THE PROBLEM | In the introduction on road freight transport costs, what modal share did rail freight transport have in 1970 and in 2000?

══ DOCUMENT SEGMENT

Keywords: freight transport, transport costs, public policy, logistics, system dynamics
modelling
Introduction
The work and results presented herein are part of a PhD research carried out at the
French National Institute for Transport and Safety Research, completed in June 2003.
The title of this PhD research is “Impact of Freight Transport Costs on Logistical
Systems with a System Dynamics Modelling Approach — The SANDOMA model”.
Road freight transport costs and pricing appears to be a key issue in current European
transport policy debates. It takes place in a context where congestion, safety, pollutant
emissions seem to be getting worse, and with an increasing concern for sustainable
development, public health and a better quality of life. According to the last White
Paper of the European Commission — “So unless major new measures are taken by 2010
in the European Union so that the Fifteen can use the advantages of each mode of
transport more rationally, heavy goods vehicle traffic alone will increase by nearly 50%
over its 1998 level” (p.13). The enlargement of the Union seems to reinforce this
problem of road freight traffic growth. Firstly acceding States have seen a sharp
increase in their road traffic at the expense of other modes since the beginning of the
90’s, secondly their trades have literally exploded and they are expected to keep on
growing in the next decades.
The following figures remind us of much the land freight traffic has grown in Western
Europe since 1970. Furthermore this growth is only due to road freight transport
(+325%), since railway traffic and inland waterways have remained more or less stable.
As a result their modal share has drastically diminished; indeed rail freight transport
represented a 32% modal share in 1970, but only 15% in 2000. On the contrary, the
road modal share has increased by 23% (reaching a 78% market share).
Table 1: Freight Transport in Western Europe (thousand million of tonnes-km)
1970 1980 1990 2000
Rail 255 242 234 275
Road 439 674 970 1426
Inland 104 106 107 126
waterways
Source: ECMT 2002
All types of measures that are able to encourage a modal shift from road to alternative
modes and also to reduce road freight traffic increase are to be considered. The White
Paper thus offers a set of measures combining road pricing, revitalisation of alternative
modes and investments in the trans-European transport network. The increase of road
freight rates thanks to adequate policy measures is considered as one of the tools to be
placed at the heart of current public policies.
However the role played by transport costs in the whole organisation of freight flows is
not simple. It can be analysed from very different perspectives as in the complex
problem of the modal choice, but it is rarely analysed as a key element in the shippers’
organisation. And yet the logistical organisation of the shippers, which is understood
herein as the whole production and distribution organisation, can directly be put into
question according to some current traffic trends. In other words it seems that the
current freight traffic increase can be partly explained by recent logistical trends. This
research focuses on this issue and how road pricing can be able to reduce freight traffic
growth in a logistical perspective. It appears from the results of this PhD research that
the role played by transport costs is quite complex, as they are implied in many
feedback loops, non-linear and delayed relationships between numerous variables
involved in the logistical system.

════
══ RECORDED INFORMATION

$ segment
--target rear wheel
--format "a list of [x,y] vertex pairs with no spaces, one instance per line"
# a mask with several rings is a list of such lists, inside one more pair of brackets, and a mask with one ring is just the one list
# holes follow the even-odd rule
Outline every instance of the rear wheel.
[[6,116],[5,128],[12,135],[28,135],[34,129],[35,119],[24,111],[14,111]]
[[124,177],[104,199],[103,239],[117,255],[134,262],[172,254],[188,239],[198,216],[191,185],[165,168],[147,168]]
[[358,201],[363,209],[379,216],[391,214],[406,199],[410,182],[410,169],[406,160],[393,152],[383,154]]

════

RESPONSE | Rail freight transport had a 32% modal share in 1970 and only 15% in 2000.